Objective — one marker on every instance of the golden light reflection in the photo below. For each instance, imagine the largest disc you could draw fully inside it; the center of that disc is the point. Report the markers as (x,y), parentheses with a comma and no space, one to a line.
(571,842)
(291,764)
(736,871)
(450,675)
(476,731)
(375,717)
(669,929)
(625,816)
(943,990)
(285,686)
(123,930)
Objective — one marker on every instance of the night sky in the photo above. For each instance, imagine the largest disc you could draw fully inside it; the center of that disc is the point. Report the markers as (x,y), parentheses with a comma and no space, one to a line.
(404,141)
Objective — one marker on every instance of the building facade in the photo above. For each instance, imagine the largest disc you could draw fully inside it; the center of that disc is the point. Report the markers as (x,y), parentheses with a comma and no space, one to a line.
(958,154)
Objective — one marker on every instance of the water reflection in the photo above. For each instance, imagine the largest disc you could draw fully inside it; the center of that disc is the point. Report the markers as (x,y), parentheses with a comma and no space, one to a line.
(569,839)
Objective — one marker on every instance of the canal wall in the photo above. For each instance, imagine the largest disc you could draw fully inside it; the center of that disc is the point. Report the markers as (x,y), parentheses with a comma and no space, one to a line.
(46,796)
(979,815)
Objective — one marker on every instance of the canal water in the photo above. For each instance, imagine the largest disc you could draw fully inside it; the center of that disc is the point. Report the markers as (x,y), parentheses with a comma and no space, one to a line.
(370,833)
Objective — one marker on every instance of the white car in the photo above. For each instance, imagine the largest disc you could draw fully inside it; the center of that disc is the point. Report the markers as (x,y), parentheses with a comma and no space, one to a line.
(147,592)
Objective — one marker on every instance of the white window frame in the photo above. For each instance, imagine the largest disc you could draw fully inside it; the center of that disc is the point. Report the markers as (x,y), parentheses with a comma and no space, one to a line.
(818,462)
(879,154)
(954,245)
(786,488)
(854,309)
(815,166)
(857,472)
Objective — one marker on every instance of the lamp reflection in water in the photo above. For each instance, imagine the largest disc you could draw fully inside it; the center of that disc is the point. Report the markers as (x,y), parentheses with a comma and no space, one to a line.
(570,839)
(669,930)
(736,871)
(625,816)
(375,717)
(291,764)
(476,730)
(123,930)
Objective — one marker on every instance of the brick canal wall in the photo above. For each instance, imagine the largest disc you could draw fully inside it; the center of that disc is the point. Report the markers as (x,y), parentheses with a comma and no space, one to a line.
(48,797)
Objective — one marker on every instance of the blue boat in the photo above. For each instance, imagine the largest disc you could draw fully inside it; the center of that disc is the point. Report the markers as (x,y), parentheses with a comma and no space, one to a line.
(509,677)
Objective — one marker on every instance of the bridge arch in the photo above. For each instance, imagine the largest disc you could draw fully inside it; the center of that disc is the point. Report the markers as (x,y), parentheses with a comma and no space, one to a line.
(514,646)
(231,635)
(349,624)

** What is asked **
Reproduce the stretch from the line containing "Objective — one marker on every instance of the blue" through the end of the items, requests included, adding -96 to both the x and y coordinate of every answer marker and leaving the request text unchanged.

** Exercise response **
Objective — one marker on every instance of the blue boat in the photo above. For each instance, imagine the largest disc you could draw fully inside it; the center of that disc is the point. Report the markers as (x,y), parentheses with a comma and no space, one to a line.
(413,581)
Objective — one marker on every instance of the bridge arch in the photo above. For each instance, imagine the largest disc you could draw fully inside it; the center of that disc is the point. Report the markers as (x,y), parentheses with a comma and no space, one to a line.
(418,550)
(135,539)
(253,528)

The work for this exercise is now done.